**YOUR OBJECTIVE**
Reproduce every entry in the listing without alteration.

** Opening WORKING DATA block **

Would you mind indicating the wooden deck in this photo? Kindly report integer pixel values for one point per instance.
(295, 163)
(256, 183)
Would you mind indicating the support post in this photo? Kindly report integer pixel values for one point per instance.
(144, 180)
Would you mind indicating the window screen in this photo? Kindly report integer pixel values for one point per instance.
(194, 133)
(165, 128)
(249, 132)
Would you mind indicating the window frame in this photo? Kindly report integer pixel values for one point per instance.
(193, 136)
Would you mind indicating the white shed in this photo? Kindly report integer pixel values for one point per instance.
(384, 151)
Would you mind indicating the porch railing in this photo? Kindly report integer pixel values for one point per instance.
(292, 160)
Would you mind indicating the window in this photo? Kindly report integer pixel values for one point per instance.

** Closing WORKING DATA block **

**SOLVED EXERCISE**
Would you mind indicating the wooden deck in this photo? Kindly report integer pixel values for one point per instance.
(295, 163)
(256, 183)
Would you mind indicating the support post in this photo? Kindly report integer pixel values for one point per instance.
(144, 180)
Would you mind indicating the window screen in this photo? Kindly report integer pixel values for one point per instance.
(194, 133)
(165, 128)
(249, 132)
Would you mind indicating the window frame in this photo? Kindly report integer pixel values for one point per instance.
(193, 136)
Would you mind indicating the white shed in this photo? Kindly report integer pixel values for one point per instance.
(384, 151)
Would you mind indicating the porch railing in this photo? Kindly report integer pixel values for one point per instance.
(292, 160)
Would you mind indicating the window in this photo? Kindly report integer pixel values for one point per instance.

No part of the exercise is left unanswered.